> [How to complete this task] Reproduce word for word the part of the text below on war and its toll on soldiers, beginning with "The Art of War" and continuing through "behind it was.".

Daylight again, following me to bed
I think about a hundred years ago, how my fathers bled
I think I see a valley, covered with bones in blue
All the brave soldiers that cannot get older been askin' after you
Hear the past a callin', from Armegeddon's side
When everyone's talkin' and no one is listenin', how can we
decide?

On the behalf of all those "brave soldiers that cannot get older," could we at least not suppress and crush the efforts of those who are trying to get us to see the whole truth?  What truth is that, you may ask?  The very cost of freedom, buried in the ground -- in Iraq, in Afghanistan, and in Vietnam beforehand. Godspeed, Z.  You are a witness on ALL of our behalf, to the price that war really exacts, on those who serve in it.

July 01, 2008

The Art of War - but Not Sun Tzu's: Three B&W Iconic Images from Iraq, Vietnam and Afghanistan Depict War and Its Toll on the Warrior

Zoriah Forgiveness Tattoo

Three images to ponder -- three black and white depictions of war and the veteran:

This first image, by the humanitarian photojournalist Zoriah -- currently in Iraq -- is profound, stark and spectacular.  It is also very recent.  Zoriah narrowly survived a bombing in the Anbar province last Thursday.  This is an image he captured from last Monday -- of a young U.S. soldier.  Zoriah writes: "A couple of days ago I went out on a foot patrol in Sadr City with a young a soldier and noticed the tattoo on his arm, featuring a rosary and the words “Forgive Me.”  I asked him what the story behind it was.

He said, “After my first tour in Iraq, I went back home to the states and all my friends called me a murderer and killer.  I guess I started thinking a lot about all the things I had done over here…you know.”

> [Given entries]
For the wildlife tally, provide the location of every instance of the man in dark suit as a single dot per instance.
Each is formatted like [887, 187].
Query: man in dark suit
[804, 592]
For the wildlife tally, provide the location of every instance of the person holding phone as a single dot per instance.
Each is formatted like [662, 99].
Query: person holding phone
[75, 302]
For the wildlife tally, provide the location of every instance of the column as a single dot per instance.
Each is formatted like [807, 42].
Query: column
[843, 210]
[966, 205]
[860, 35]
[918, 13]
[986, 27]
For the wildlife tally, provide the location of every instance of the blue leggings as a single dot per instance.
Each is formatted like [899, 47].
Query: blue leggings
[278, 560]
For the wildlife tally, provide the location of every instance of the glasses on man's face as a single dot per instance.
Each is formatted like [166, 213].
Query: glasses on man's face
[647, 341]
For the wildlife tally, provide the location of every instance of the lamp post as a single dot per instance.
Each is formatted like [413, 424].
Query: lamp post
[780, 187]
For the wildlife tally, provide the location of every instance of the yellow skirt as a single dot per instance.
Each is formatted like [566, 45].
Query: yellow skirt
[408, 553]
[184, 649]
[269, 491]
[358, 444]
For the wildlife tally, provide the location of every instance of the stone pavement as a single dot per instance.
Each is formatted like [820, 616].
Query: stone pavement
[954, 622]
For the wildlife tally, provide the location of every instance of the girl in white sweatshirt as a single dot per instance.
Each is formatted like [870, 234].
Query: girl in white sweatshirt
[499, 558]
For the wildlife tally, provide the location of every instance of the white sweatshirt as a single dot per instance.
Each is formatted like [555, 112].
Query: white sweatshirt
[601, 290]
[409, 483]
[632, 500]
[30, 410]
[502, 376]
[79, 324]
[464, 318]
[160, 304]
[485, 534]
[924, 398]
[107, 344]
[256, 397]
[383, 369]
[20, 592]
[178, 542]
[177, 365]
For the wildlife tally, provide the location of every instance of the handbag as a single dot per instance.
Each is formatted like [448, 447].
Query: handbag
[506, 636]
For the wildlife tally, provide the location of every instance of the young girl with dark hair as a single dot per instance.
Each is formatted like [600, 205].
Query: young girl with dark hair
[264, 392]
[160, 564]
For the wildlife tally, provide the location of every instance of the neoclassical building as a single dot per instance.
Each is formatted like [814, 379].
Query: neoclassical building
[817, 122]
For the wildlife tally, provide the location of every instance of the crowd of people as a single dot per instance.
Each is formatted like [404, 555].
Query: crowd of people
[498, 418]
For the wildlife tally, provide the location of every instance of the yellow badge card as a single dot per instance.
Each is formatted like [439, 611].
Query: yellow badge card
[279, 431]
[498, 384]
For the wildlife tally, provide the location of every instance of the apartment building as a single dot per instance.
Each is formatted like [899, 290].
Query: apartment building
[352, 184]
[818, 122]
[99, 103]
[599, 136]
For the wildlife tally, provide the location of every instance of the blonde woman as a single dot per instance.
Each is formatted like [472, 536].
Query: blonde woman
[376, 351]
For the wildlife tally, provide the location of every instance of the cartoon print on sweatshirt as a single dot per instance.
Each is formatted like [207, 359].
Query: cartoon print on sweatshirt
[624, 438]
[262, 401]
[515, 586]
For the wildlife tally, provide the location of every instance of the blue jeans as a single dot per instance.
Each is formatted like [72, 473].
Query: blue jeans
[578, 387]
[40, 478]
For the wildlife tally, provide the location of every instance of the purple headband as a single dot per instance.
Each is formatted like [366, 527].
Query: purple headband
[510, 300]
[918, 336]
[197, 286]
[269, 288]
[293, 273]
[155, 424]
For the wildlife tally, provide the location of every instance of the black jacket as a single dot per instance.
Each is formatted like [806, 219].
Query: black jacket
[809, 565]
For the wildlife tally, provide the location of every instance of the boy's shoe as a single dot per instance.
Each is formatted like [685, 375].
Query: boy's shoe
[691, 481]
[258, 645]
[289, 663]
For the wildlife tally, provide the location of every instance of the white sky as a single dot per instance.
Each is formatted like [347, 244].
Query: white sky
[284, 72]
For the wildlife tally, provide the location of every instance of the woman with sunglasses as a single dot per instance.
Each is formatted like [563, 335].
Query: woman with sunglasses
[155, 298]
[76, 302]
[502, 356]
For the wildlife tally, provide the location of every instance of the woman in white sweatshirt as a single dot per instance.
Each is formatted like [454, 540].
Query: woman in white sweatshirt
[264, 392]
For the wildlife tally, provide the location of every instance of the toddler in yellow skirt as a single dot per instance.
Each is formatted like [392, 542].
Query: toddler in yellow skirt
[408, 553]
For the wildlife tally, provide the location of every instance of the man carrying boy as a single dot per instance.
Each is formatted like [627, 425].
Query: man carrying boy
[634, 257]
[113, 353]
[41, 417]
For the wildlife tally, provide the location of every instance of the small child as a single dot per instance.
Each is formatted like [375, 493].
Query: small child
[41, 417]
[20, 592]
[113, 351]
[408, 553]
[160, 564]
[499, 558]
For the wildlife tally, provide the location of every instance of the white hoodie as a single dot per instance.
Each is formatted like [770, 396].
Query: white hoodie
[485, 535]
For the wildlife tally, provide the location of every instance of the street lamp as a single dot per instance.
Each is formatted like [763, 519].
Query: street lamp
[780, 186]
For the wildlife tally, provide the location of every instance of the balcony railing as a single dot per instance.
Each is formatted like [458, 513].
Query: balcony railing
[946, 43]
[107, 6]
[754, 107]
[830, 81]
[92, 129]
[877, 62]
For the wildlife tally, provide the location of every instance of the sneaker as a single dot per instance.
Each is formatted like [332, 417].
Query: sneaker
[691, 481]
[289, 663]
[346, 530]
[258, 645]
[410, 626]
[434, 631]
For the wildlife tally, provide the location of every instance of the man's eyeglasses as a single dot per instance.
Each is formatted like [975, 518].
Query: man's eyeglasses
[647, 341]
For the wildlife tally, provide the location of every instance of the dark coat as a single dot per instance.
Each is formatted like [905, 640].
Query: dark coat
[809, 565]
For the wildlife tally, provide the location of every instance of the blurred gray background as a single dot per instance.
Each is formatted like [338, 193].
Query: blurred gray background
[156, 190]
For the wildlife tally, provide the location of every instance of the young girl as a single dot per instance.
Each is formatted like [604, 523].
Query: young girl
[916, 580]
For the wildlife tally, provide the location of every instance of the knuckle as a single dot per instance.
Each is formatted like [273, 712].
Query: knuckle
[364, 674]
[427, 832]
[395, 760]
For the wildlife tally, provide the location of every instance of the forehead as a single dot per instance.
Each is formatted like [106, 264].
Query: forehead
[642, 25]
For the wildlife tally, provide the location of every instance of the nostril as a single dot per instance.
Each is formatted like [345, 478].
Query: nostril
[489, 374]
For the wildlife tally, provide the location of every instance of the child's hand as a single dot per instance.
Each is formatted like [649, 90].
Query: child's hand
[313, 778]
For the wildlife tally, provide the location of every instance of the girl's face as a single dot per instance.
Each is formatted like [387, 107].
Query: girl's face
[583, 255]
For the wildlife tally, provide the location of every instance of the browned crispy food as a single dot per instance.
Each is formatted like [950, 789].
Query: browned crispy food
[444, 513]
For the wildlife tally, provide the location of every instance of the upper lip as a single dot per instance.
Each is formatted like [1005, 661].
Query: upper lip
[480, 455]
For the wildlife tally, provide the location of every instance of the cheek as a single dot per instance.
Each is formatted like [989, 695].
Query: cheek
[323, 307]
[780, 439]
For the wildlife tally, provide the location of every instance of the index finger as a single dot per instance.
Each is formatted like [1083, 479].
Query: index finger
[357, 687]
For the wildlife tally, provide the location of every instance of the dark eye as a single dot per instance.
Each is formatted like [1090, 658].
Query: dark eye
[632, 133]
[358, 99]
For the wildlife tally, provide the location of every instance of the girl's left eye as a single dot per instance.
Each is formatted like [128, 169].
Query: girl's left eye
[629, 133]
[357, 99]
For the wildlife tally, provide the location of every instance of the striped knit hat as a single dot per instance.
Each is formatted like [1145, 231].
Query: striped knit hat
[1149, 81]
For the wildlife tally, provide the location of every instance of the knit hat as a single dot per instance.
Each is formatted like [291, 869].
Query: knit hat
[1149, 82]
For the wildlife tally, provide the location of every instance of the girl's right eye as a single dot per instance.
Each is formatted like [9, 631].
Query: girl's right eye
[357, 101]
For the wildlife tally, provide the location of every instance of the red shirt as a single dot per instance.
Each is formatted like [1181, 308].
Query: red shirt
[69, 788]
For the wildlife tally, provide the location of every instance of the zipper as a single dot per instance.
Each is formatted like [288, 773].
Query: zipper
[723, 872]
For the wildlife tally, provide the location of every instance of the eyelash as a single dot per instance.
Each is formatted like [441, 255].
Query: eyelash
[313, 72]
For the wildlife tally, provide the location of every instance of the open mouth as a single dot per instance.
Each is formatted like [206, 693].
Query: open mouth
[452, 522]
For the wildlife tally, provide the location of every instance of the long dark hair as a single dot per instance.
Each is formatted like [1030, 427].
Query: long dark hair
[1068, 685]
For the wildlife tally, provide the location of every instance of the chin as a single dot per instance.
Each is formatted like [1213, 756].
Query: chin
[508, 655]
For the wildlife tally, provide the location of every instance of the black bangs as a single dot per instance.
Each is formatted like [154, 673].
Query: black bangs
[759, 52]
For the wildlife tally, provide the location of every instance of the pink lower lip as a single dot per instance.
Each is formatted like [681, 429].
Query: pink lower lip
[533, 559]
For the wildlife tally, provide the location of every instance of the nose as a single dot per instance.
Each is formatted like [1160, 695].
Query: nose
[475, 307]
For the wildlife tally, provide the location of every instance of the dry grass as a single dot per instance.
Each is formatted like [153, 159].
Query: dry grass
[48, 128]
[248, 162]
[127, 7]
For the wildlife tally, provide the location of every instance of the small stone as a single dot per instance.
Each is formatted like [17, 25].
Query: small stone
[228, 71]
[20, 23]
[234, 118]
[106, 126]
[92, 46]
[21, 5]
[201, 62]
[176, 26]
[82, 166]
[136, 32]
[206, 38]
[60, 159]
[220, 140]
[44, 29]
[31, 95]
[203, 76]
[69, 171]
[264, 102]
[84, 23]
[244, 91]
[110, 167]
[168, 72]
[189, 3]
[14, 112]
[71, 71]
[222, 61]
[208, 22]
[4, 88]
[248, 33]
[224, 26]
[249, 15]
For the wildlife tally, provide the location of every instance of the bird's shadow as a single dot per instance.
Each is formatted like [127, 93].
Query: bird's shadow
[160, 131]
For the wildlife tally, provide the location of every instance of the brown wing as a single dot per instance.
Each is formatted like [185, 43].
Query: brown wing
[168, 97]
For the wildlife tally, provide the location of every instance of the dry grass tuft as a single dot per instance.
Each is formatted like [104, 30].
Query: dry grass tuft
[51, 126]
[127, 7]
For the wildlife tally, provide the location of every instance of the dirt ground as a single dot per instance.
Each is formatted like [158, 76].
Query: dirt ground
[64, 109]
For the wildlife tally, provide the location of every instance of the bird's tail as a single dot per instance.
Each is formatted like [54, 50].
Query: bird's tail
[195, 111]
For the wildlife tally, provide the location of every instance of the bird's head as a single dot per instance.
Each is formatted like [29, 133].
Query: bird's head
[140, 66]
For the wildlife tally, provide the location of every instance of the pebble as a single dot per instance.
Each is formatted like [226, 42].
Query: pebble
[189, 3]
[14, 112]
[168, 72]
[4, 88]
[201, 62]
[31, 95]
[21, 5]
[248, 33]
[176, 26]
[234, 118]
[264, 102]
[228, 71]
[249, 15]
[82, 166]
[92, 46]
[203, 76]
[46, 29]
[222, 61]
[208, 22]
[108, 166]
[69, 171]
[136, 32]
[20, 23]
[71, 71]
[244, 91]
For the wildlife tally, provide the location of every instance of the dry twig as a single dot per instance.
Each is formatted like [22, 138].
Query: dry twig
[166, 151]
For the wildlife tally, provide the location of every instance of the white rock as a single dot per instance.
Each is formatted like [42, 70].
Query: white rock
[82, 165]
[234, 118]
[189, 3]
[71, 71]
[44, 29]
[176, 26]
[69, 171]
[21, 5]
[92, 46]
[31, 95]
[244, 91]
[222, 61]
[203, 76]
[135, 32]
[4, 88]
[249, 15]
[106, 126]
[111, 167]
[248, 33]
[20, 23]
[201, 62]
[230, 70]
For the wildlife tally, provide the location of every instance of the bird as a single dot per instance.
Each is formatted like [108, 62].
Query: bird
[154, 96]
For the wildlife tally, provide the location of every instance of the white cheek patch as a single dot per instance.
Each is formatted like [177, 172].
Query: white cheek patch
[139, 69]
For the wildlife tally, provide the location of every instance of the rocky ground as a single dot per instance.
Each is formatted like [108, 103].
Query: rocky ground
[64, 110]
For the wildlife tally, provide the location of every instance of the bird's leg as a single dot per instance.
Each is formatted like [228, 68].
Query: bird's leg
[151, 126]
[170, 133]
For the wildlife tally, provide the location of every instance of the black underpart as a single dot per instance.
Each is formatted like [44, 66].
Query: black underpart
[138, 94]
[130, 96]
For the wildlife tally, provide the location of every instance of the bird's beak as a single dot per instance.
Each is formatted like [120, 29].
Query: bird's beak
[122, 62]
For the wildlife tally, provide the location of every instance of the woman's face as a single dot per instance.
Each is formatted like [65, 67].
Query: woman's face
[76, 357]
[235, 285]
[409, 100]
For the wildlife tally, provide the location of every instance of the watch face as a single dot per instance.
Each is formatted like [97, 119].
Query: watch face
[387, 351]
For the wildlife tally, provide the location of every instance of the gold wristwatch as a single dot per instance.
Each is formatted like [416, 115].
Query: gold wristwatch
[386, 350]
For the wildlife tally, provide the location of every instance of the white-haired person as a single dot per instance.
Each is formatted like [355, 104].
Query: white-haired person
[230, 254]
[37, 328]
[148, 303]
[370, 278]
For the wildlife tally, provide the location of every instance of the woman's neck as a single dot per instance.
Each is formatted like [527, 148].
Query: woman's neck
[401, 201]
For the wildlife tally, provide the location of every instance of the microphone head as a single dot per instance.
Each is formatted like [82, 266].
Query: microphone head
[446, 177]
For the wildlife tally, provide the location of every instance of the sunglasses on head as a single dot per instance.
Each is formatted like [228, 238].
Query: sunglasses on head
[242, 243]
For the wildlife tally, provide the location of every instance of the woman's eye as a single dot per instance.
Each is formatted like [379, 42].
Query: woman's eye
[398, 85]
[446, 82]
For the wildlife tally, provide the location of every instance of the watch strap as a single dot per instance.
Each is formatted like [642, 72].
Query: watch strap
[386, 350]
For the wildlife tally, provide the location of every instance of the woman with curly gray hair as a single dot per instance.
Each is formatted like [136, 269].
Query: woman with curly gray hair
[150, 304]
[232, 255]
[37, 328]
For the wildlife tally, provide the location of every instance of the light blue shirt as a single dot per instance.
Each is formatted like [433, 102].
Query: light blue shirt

> [Written reply]
The Art of War - but Not Sun Tzu's: Three B&W Iconic Images from Iraq, Vietnam and Afghanistan Depict War and Its Toll on the Warrior

Zoriah Forgiveness Tattoo

Three images to ponder -- three black and white depictions of war and the veteran:

This first image, by the humanitarian photojournalist Zoriah -- currently in Iraq -- is profound, stark and spectacular.  It is also very recent.  Zoriah narrowly survived a bombing in the Anbar province last Thursday.  This is an image he captured from last Monday -- of a young U.S. soldier.  Zoriah writes: "A couple of days ago I went out on a foot patrol in Sadr City with a young a soldier and noticed the tattoo on his arm, featuring a rosary and the words “Forgive Me.”  I asked him what the story behind it was.